## Natural language region descriptions
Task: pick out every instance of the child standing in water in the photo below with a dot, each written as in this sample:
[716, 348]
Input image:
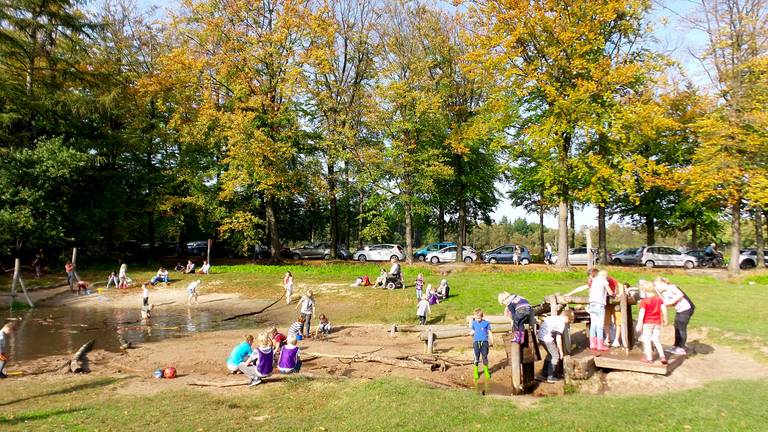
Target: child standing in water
[422, 310]
[419, 286]
[288, 285]
[482, 338]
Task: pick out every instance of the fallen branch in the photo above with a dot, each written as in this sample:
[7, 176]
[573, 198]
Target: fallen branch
[253, 313]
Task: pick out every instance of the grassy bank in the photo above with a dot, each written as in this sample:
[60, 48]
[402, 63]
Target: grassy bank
[380, 405]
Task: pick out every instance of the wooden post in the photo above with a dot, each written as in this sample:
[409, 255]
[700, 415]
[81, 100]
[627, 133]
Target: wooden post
[626, 321]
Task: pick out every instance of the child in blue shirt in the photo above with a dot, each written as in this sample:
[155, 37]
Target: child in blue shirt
[482, 337]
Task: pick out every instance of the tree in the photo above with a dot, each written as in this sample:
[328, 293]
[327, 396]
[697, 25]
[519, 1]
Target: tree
[557, 56]
[340, 71]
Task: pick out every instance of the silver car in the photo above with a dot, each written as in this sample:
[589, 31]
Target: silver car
[320, 250]
[449, 255]
[667, 257]
[379, 252]
[578, 256]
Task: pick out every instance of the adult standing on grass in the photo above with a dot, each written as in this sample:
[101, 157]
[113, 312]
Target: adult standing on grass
[684, 308]
[5, 332]
[306, 307]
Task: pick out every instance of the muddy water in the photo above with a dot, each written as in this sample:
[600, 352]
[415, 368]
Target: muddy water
[62, 330]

## What you should do
Your reply should be the full data above, copied exactly, with no pictures in it.

## Finished exercise
Task: pick out every instance of the child standing in water in the photo below with a dot, each written as in this sample:
[716, 348]
Input image:
Target: child standing in water
[422, 310]
[419, 286]
[288, 285]
[482, 338]
Task: pick out every instance of the fallen branch in the photo above with a dot, each written as in this sample:
[7, 176]
[573, 198]
Target: fallen branch
[253, 313]
Task: pick out every instance of the grassy bank in the photo above with a dot, each written as in this sample:
[60, 48]
[402, 63]
Target: grassy bank
[380, 405]
Task: pick out every instance of the wooden post in the photo above with a dot, each written as in this sample:
[409, 255]
[700, 415]
[81, 100]
[627, 133]
Target: wooden post
[626, 321]
Task: pick out every instance of the child in blue shirt in the photo above with a dot, each written as in this sample:
[155, 37]
Target: child in blue shirt
[482, 337]
Task: pick out every instance of the tree in the photo above with a dot, each written as in this sample:
[328, 293]
[327, 396]
[697, 25]
[519, 1]
Target: tree
[557, 56]
[340, 71]
Task: pick out every instance of the silver car in the photo above with a dot, each written as in this sample:
[589, 31]
Target: silver car
[320, 250]
[449, 255]
[667, 257]
[379, 252]
[578, 256]
Task: pick out every instance of the adult standing on grass in the photo above with a dot, each written as in this sample:
[101, 157]
[113, 312]
Target: adult standing on grass
[684, 308]
[5, 332]
[306, 307]
Task: pick out every instance of the muddy water in the photo above with a dot, each written as in this sample:
[600, 352]
[415, 368]
Target: muddy water
[62, 330]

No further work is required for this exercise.